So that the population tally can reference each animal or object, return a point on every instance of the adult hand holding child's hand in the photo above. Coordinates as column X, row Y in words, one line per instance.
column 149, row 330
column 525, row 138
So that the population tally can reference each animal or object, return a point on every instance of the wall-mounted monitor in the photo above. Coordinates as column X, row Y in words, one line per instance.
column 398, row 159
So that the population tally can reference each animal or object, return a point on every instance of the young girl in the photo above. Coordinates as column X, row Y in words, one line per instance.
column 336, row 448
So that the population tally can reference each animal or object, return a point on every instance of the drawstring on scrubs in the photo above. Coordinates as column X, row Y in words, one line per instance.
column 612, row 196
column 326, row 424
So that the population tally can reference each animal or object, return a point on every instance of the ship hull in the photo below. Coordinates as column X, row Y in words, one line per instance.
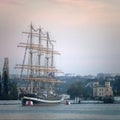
——————
> _YOUR GOAL_
Your copy must start at the line that holds "of the drawstring" and end at the last line of the data, both included; it must contain no pictures.

> _OUTPUT OF THE TASK_
So that the population tally can reference each animal or object, return a point on every instance of the drawstring on scrubs in the photo above. Coordinates as column X, row Y in words, one line per instance.
column 612, row 196
column 326, row 424
So that the population tally can reference each animal or object, return a point on every instance of the ship hull in the photo below. Coordinates as column X, row Y in words, one line per instance.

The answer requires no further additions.